BEGIN Information supplied

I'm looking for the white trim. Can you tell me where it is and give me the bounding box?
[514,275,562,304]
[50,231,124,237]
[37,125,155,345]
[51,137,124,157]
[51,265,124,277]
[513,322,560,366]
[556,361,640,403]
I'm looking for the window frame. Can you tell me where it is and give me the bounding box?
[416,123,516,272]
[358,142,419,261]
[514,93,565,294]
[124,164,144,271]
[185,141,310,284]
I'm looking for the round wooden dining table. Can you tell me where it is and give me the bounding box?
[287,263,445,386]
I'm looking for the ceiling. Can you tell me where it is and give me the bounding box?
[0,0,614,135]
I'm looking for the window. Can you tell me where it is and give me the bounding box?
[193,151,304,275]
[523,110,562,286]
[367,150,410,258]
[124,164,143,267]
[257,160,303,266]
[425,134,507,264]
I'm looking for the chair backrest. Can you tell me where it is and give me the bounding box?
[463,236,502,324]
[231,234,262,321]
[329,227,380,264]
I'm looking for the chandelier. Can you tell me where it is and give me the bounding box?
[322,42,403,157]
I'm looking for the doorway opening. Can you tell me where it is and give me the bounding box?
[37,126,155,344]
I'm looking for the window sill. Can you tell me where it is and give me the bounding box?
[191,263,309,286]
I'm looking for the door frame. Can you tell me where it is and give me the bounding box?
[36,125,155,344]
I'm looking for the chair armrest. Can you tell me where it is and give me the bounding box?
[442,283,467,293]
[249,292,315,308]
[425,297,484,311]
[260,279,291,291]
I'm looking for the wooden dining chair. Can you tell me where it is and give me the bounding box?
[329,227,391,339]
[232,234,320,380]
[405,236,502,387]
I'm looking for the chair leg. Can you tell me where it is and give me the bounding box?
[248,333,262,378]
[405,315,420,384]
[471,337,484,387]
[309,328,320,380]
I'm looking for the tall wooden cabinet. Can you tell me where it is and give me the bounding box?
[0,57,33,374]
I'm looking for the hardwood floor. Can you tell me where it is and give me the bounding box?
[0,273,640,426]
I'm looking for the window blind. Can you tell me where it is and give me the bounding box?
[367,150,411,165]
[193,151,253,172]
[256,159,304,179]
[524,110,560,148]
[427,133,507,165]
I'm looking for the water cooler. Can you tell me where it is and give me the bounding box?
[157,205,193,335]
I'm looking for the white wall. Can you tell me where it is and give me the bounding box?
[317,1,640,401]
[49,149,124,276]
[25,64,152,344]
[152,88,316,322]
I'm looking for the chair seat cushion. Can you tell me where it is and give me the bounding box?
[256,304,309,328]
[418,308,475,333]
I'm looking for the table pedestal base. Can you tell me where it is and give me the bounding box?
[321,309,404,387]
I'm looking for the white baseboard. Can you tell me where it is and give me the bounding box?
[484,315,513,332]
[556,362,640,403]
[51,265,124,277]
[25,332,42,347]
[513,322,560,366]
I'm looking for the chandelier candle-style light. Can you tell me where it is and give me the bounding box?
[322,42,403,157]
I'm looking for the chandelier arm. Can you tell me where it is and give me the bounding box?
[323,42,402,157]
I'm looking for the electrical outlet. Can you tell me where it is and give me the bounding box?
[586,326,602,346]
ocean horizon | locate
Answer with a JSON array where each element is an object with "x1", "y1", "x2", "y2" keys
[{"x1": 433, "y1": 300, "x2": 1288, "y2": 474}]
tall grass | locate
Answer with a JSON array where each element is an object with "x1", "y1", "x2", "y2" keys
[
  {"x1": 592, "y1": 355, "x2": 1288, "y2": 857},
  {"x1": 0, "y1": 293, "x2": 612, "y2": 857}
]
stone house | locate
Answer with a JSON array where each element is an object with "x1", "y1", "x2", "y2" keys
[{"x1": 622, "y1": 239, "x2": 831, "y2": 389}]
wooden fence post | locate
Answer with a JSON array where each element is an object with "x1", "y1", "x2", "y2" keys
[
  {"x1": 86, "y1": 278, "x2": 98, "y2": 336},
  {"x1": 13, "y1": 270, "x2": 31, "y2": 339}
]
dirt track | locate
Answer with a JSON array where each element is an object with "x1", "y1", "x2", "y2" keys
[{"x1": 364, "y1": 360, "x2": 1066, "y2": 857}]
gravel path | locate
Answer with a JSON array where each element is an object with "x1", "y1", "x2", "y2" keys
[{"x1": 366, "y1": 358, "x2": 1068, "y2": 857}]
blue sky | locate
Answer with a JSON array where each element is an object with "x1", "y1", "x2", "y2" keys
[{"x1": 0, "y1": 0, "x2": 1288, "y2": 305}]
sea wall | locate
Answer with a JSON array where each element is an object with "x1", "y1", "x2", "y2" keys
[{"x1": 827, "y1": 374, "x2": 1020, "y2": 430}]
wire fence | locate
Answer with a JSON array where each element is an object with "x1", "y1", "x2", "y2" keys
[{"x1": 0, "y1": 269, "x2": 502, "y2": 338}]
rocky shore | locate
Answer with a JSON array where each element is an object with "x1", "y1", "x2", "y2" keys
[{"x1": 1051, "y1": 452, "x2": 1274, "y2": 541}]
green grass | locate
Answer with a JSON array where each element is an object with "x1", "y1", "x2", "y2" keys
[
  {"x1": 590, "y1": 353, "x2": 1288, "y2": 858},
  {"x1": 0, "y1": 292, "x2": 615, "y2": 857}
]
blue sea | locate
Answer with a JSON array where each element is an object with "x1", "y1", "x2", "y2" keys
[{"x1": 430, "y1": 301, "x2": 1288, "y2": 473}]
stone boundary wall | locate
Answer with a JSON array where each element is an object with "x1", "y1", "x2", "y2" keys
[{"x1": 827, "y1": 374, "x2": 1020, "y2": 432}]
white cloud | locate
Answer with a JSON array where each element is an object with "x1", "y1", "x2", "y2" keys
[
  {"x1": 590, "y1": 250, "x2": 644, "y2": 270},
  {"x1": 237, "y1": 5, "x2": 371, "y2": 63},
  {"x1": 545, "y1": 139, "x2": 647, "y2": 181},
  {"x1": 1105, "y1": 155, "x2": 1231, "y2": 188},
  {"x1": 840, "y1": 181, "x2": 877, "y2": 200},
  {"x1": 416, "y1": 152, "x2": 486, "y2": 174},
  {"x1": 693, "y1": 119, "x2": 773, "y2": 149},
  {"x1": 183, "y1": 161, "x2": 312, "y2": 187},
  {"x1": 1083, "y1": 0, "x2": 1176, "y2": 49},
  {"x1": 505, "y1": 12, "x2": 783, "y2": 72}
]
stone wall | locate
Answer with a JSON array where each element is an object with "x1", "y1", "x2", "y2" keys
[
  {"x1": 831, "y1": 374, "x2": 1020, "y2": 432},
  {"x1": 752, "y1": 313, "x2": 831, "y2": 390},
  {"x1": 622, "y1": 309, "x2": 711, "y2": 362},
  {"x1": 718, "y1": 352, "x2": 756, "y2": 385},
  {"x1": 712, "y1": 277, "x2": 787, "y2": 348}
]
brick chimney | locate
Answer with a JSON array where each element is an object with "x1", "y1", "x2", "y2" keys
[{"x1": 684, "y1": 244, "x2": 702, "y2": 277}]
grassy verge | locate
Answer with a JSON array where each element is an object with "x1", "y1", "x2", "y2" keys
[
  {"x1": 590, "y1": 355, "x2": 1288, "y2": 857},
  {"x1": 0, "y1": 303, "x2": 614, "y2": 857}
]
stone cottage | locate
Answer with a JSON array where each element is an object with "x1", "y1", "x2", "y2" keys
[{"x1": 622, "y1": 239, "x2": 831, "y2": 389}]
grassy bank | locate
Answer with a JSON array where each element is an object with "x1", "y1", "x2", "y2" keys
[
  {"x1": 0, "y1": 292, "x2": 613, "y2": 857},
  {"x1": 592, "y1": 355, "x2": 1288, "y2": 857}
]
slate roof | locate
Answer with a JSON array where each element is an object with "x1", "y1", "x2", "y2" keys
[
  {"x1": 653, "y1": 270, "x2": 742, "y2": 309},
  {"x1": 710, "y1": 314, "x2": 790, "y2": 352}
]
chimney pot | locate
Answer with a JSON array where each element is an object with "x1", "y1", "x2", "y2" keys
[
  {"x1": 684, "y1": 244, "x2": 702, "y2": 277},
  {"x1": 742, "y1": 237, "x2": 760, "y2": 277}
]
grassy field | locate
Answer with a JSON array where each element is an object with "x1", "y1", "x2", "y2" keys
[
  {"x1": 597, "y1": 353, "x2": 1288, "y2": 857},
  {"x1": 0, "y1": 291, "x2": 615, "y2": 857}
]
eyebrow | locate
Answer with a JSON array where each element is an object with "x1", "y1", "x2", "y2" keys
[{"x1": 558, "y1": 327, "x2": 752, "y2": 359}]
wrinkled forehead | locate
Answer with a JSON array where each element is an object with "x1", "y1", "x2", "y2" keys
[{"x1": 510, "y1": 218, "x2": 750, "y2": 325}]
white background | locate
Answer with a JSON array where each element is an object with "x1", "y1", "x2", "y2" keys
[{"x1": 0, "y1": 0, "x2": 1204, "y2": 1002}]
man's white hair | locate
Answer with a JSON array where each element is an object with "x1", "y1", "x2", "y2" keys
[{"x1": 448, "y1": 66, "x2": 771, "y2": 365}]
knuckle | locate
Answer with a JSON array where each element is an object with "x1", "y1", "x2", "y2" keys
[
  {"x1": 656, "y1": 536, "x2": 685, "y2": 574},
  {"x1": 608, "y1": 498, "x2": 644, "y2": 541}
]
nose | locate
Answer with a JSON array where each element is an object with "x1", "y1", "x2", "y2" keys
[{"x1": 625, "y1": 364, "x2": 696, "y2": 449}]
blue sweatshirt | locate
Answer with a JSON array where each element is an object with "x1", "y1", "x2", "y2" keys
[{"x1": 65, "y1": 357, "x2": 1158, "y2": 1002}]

END Information supplied

• [The problem]
Display each line in the records that contains the word "window". Case must match.

• [Written response]
I'm looking for the window frame. Can you tell me where it is and give me the bounding box?
I'm looking for the window. Can you tell me where it is and give me the bounding box?
I'm looking for the window sill. Can you tell me where it is and give me the bounding box?
I'm looking for the window blind. Can you tell me where it is and give me the bounding box?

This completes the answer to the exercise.